• _Excerpt_

Photo of CASL student Ava Abramowicz getting documentary footage at a music festival in West Virginia
Documentary crew member Jay Hammond with student Ava Abramowicz

Ava Abramowicz and Adam Sekuler: “Clifftop Documentary” (CASL)

While documentary filmmakers often embed with their subjects, they don’t typically live side-by-side with them. But that’s exactly what Ava Abramowicz did for two weeks as part of the crew working on a film about the Appalachian String Band Music Festival, held in the mountains of West Virginia. Abramowicz says the proximity to the musicians and festival-goers was one of the best parts of the experience.

“There’s this grand sense of community that the attendees have that you could be anywhere on the festival grounds and people are chatting with you, they’re your best friend all of a sudden, everyone is super giving, there’s this sense of taking care of one another,” she reflects. Working so closely with other filmmakers gave her keen insight into their work and processes, and she says she felt surrounded by mentors. 

She also gained familiarity with a range of equipment -- more than she bargained for as their entire sound crew came down with Covid and Abramowicz had to step in. “There’s a difference between when you’re in the classroom learning about the equipment and you’re getting some use out of it, versus actually seeing it in work on a set,” she observes.

“I was totally impressed with Ava’s ability to adapt quickly and maneuver through what was clearly a difficult situation and being put into a number of environments that she was completely unfamiliar with,” says Assistant Professor of Journalism and Media Production Adam Sekuler, the director of the film and Abramowicz’s SURE mentor.

Those environments may have included hiking 45 minutes both ways through the woods with equipment to capture two musicians swimming and playing their instruments near a waterfall and sleeping in a van, but they have only fueled Abramowicz’s enthusiasm. She has now added independent film projects to her “eyes wide open” list of potential future pursuits.

Student Caleb Nickens and CECS Professor Areen Alsaid

Caleb Nickens and Areen Alsaid: Affect and Emotion in L3 Driving (CECS)

Computer Science senior Caleb Nickens created an immersive virtual driving environment to assist Professor Areen Alsaid with her ongoing study of autonomous vehicle driving and human emotion. Nickens built the platform with Unity — a software traditionally utilized for game development.

With the use of virtual reality headsets, the researchers are able to replicate the sensation of being in a vehicle while assorted driving scenarios are occurring, including varying weather and traffic conditions. The emotional response of research participants to the scenarios can then be evaluated using physiological measurements such as heart rate, skin conductance and eye movement.

• _Record extracts_
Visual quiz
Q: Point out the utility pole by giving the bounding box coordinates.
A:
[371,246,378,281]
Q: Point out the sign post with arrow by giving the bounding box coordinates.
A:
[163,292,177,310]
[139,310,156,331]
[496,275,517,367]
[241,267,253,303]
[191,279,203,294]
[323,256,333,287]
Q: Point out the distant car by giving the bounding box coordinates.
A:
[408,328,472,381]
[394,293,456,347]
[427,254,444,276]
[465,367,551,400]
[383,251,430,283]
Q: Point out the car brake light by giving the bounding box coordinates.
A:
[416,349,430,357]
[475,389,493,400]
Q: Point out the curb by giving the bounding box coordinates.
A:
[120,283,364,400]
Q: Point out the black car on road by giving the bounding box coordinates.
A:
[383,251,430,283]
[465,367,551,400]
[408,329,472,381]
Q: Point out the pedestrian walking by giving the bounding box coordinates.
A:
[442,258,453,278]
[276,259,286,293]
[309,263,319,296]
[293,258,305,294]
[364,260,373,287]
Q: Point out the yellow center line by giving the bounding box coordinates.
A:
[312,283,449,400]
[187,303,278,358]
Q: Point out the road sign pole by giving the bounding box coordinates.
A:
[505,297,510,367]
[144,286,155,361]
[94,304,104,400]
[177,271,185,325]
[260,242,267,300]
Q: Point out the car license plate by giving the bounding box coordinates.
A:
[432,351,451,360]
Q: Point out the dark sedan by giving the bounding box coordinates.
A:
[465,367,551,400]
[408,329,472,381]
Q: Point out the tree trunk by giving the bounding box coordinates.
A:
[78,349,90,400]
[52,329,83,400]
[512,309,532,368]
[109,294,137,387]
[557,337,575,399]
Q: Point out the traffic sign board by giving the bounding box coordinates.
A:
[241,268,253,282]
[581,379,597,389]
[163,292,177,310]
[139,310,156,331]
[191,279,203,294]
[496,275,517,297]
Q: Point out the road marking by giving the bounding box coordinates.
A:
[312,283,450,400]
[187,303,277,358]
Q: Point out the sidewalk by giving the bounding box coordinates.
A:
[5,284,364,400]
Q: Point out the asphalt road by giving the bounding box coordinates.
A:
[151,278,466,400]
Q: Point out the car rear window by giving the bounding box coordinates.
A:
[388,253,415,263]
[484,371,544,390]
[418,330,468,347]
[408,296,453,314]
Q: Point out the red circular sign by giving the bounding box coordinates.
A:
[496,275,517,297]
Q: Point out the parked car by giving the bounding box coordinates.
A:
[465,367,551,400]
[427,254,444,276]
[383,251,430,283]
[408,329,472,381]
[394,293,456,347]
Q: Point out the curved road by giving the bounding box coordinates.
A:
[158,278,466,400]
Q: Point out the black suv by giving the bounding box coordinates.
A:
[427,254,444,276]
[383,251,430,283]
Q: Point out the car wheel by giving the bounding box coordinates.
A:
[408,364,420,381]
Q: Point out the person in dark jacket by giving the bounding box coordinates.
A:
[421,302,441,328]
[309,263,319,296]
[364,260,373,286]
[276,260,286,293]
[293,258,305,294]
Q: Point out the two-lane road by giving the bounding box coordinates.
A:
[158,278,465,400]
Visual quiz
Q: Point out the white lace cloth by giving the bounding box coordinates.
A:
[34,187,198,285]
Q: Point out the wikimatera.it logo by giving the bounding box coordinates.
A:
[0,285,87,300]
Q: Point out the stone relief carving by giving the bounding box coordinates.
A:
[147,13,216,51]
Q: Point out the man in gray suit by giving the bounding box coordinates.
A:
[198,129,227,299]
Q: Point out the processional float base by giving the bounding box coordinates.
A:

• _What is expected_
In the excerpt on student research, what software did Caleb Nickens use to build the virtual driving platform?

• _Reply_
Unity